Text excerpt ▸
--- START ---

Recent advancements in AI, particularly in the domain of LLMs, have catalyzed their widespread adoption across diverse fields, including the medical sector. This technological progress has led to a plethora of studies actively investigating multifaceted applications to enhance healthcare outcomes. These applications span a broad spectrum, encompassing but not limited to the following:
Early Detection and Diagnosis: The early detection and diagnosis of diseases through pattern recognition in medical imaging and clinical data.
Personalized Treatment Plans: The development of personalized treatment plans based on individual patient profiles and genetic markers.
Clinical Decision Support Systems: The implementation of sophisticated clinical decision support systems to aid healthcare professionals in evidence-based practice.
Medical Education: The augmentation of medical education through interactive, AI-driven learning platforms.
Recent years have witnessed significant developments in large language models (LLMs), drawing major investments from leading technology companies worldwide. These sophisticated AI systems, with prominent examples including the GPT family and similar models, have revolutionized natural language processing capabilities, achieving unprecedented success in diverse linguistic tasks. Through extensive training on comprehensive datasets, these models have evolved beyond simple text prediction, demonstrating sophisticated language understanding and generation abilities that approach human-like linguistic competence. The integration of large language models in healthcare presents transformative opportunities across multiple domains of medical practice. Studies have demonstrated their capacity to enhance healthcare delivery through streamlined administrative processes and improved clinical decision support [
2]. Current applications of these advanced AI systems range from automating routine documentation to providing evidence-based clinical recommendations. Research indicates that these technologies can assist healthcare providers by analyzing patient data to suggest personalized care approaches, facilitate medical literature review, and support clinical workflow optimization [
3,
4]. Additionally, these systems show promise in accelerating medical knowledge synthesis, potentially expediting the development and updating of clinical protocols through the rapid analysis of the medical literature [
5]. This study focuses on evaluating the diagnostic accuracy and clinical utility of AI-based tools, specifically M4CXR and ChatGPT, and explores their potential applications in clinical environments. M4CXR represents a significant advancement in medical imaging analysis as a multi-modal, multi-task, multi-image input, and multi-turn chatting chest X-ray interpretation tool. Built upon sophisticated LLMs, this cloud-based system produces comprehensive radiology reports encompassing diagnostic findings and conclusions. Trained on extensive datasets of chest X-ray images, M4CXR offers rapid and precise diagnostic insights, positioning it as an asset in clinical decision-making processes.

--- END ---

Task goal ▸
According to the text on large language models in healthcare, which two AI-based tools does the study evaluate?

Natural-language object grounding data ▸

--- START ---

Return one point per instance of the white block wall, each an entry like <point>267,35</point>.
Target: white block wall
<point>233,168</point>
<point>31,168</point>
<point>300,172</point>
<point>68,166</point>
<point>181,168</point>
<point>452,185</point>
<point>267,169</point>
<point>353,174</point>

--- END ---

Solution to this problem ▸
M4CXR and ChatGPT.